_ARTICLE_.
════════

# Favorite Quotes



## Ande8183 (Sep 18, 2005)

I have been reading up on Native Americans lately and come across some really good quotes. Here is one that really expresses the connection between hunting and nature.

"When we go hunting, it is not our arrow that kills the moose, however powerful be the bow; it is nature that kills him." Bedagi (Big Thunder) (Algonquin - late 1800's)

Here is another one

"When a man does a piece of work which is admired by all we say that it is wonderful; but when we see the changes of day and night, the sun, the moon, and the stars in the sky, and the changing seasons upon the earth, with their ripening fruits, anyone must realize that it is the work of someone more powerful than man." Chased-by-Bears (1843-1915) Santee-Yanktonai Sioux

So whats your favorite quote? (hunting, life, or whatever it may be)


----------



## patrick grumley (Mar 9, 2007)

Freedom is not the ability to do as we want, but the responsibility to do as we ought.

not sure who coined the phrase, but I find myself using it has a compass.


----------



## USSapper (Sep 26, 2005)

Mine are

"Dont wait around for life to happen to you, find something that makes you happy cause everything else is just background music"

And of course the one below


----------



## bandman (Feb 13, 2006)

Get er' f-in done!


----------



## Woogie_man (Nov 18, 2006)

gotta love....
If things seem to be going to well.... it must be an ambush.
Once you pull the pin... Mr.Grenade isn't your friend.
If all else fails call in an air strike..


----------



## neb_bo (Feb 3, 2007)

" life can only be lived forward, and understood in reverse"

god i hope thats true.


----------



## pheasantfanatic (Jan 20, 2007)

"Close only counts in Horseshoes and Hand Grenades"

"War is never won by dying for your country, it is making the other SOB die for his."


----------



## Leo Porcello (Jul 10, 2003)

"The best way to make your dreams come true is to WAKE UP!"


----------



## joebobhunter4 (Jul 19, 2005)

"dont cry because its over, smile because you were there"


----------



## huntin1 (Nov 14, 2003)

Life is hard--even harder when you're stupid.

huntin1


----------



## h2ofwlr (Feb 6, 2004)

pheasantfanatic said:


> "War is never won by dying for your country, it is making the other SOB die for his."


George S. Patton :beer:

"Nothing will keep a man in everlasting ignorance as the priciple of contempt before investigation." (Paraphrased) Herbert Spencer.


----------



## patrick grumley (Mar 9, 2007)

Here is one my grandpa always used.

There are two things in life you do not skimp on: *your boots and your matress*


----------



## nickwesterholm (Nov 16, 2006)

If who I am is what I have and what I have is lost, then who am I?


----------



## MSG Rude (Oct 6, 2003)

I have two that I love...

════════

_RAW RECORDS_.
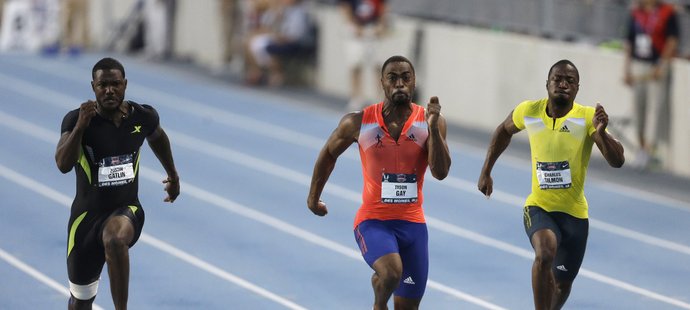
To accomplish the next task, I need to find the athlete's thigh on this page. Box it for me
[101,205,146,247]
[67,211,108,285]
[523,206,561,247]
[553,213,589,281]
[354,220,399,268]
[394,221,429,299]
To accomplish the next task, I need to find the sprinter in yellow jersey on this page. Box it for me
[478,60,625,309]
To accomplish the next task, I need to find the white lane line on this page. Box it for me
[0,111,504,310]
[0,163,307,310]
[0,249,103,310]
[430,178,690,255]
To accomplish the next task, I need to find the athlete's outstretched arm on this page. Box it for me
[477,111,520,197]
[426,96,450,180]
[146,126,180,202]
[592,103,625,168]
[55,100,96,173]
[307,111,363,216]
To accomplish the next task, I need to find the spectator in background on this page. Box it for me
[144,0,176,60]
[60,0,89,56]
[624,0,680,169]
[245,0,309,86]
[339,0,387,110]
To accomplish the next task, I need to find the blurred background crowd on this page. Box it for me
[0,0,690,176]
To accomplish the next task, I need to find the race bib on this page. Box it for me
[98,154,134,187]
[635,33,652,58]
[381,172,417,203]
[537,161,572,189]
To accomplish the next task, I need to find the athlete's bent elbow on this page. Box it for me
[609,158,625,168]
[431,169,448,181]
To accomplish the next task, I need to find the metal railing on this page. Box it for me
[321,0,690,57]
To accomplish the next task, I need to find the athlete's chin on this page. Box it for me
[99,99,122,110]
[391,94,410,105]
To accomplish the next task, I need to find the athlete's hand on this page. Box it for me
[477,173,494,198]
[75,100,96,128]
[592,102,609,134]
[426,96,441,129]
[163,177,180,203]
[307,199,328,216]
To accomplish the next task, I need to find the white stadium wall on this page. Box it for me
[91,0,690,177]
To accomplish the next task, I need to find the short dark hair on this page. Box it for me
[91,57,125,79]
[381,55,415,76]
[546,59,580,80]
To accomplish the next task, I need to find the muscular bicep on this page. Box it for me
[500,111,521,136]
[146,125,163,143]
[324,114,361,158]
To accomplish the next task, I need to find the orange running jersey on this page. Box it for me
[355,102,429,227]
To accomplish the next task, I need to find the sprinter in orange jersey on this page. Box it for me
[307,56,450,309]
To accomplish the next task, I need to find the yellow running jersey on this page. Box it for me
[513,99,596,219]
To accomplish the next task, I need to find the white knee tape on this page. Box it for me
[69,280,98,300]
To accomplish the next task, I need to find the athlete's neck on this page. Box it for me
[96,100,129,126]
[382,101,412,122]
[546,101,573,118]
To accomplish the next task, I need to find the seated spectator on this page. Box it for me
[245,0,310,86]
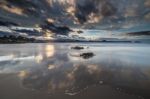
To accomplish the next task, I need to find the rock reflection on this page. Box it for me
[22,65,101,94]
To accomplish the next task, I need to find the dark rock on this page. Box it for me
[71,46,84,50]
[80,52,94,59]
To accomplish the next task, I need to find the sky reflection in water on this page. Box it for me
[0,43,150,97]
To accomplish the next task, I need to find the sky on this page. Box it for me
[0,0,150,39]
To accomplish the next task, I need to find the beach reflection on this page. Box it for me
[0,44,150,96]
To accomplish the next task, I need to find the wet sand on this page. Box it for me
[0,43,150,99]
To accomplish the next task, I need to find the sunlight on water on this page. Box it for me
[0,43,150,96]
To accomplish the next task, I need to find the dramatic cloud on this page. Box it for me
[0,0,150,28]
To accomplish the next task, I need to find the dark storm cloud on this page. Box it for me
[0,0,150,28]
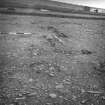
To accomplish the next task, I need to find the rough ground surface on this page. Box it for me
[0,15,105,105]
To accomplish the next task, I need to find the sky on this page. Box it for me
[53,0,105,9]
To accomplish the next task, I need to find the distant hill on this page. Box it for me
[0,0,83,12]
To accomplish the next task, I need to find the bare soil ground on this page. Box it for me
[0,15,105,105]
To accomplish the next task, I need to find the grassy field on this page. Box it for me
[0,14,105,105]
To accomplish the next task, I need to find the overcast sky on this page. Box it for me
[54,0,105,8]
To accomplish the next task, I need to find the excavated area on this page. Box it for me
[0,14,105,105]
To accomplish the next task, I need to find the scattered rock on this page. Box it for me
[49,93,57,98]
[56,84,64,89]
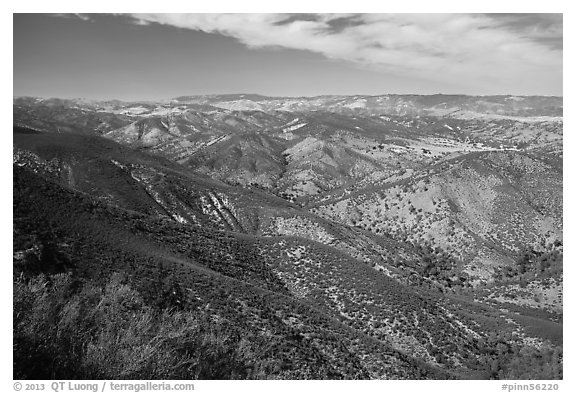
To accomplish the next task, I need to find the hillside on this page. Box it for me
[13,95,563,379]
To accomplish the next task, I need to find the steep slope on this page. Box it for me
[311,152,562,280]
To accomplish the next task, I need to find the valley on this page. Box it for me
[13,94,563,379]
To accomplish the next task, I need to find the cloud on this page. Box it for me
[126,14,562,92]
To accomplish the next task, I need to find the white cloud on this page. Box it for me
[127,14,562,94]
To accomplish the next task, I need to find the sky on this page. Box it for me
[13,14,563,100]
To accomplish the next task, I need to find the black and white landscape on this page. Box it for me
[13,14,563,380]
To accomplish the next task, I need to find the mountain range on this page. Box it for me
[13,94,563,379]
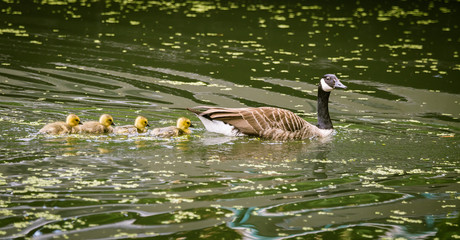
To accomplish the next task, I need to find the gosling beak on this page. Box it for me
[334,79,347,89]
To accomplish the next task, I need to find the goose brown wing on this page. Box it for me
[189,107,308,136]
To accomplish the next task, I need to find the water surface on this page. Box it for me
[0,1,460,239]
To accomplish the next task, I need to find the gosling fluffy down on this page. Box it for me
[38,114,81,134]
[149,117,192,137]
[78,114,115,134]
[113,116,150,134]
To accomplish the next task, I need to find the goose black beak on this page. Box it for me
[334,79,347,89]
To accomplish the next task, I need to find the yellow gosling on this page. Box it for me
[78,114,115,134]
[113,116,150,134]
[150,117,192,137]
[38,114,81,134]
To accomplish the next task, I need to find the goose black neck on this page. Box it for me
[318,84,334,129]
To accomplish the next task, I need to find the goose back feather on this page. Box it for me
[188,74,346,140]
[188,106,332,140]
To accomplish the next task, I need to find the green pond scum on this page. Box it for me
[0,0,460,240]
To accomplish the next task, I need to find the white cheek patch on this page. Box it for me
[320,78,334,92]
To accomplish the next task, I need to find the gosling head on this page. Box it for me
[65,114,82,127]
[134,116,150,130]
[99,114,115,127]
[319,74,347,92]
[176,117,192,131]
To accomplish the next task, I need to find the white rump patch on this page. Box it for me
[197,115,245,136]
[320,78,334,92]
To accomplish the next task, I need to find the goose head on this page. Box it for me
[176,117,192,132]
[99,114,115,127]
[319,74,347,92]
[134,116,150,130]
[65,114,82,127]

════════

_REQUIRED TASKS_.
A. In the favorite quotes thread, whom does h2ofwlr credit with the quote about war being won by making the other SOB die for his country?
B. Turn the records from the line containing "To accomplish the next task, I need to find the metal" up to and including the line containing "[245,0,310,86]" into a JSON list of strings, with one string for each line.

_LIST OF SOLUTIONS_.
A. George S. Patton.

B.
[
  "To accomplish the next task, I need to find the metal railing on this page. Box it for me",
  "[321,0,690,57]",
  "To accomplish the next task, I need to find the athlete's chin on this page. Box it for me",
  "[99,99,122,110]",
  "[391,94,410,105]",
  "To accomplish the next task, I need to find the athlete's hand on this page. Box it for me",
  "[477,173,494,198]",
  "[75,100,96,128]",
  "[592,102,609,134]",
  "[426,96,441,129]",
  "[163,177,180,203]",
  "[307,199,328,216]",
  "To accomplish the next task, I need to find the white stadium wall on this page. Box it for me",
  "[91,0,690,177]",
  "To accomplish the next task, I need to find the short dark hair on this page. Box it for me",
  "[91,57,125,79]",
  "[381,55,415,76]",
  "[546,59,580,80]",
  "To accomplish the next task, I need to find the muscular bicep on this page. Box it for me",
  "[500,111,521,136]",
  "[146,125,163,143]",
  "[324,114,361,158]",
  "To accomplish the next task, I need to find the orange running jersey on this page. Box it for me",
  "[355,102,429,227]",
  "To accomplish the next task, I need to find the sprinter in orange jersey on this page. Box it for me",
  "[307,56,450,309]",
  "To accomplish the next task, I need to find the yellow running jersey on this page. Box it for me",
  "[513,99,596,219]",
  "To accomplish the next task, I need to find the white knee tape on this page. Box it for me",
  "[69,280,98,300]",
  "To accomplish the next task, I need to find the athlete's neck on this page. Box it for me",
  "[96,100,129,126]",
  "[382,101,412,122]",
  "[546,101,573,118]",
  "To accomplish the next task, I need to find the seated spectator on this page. Box it for me",
  "[245,0,310,86]"
]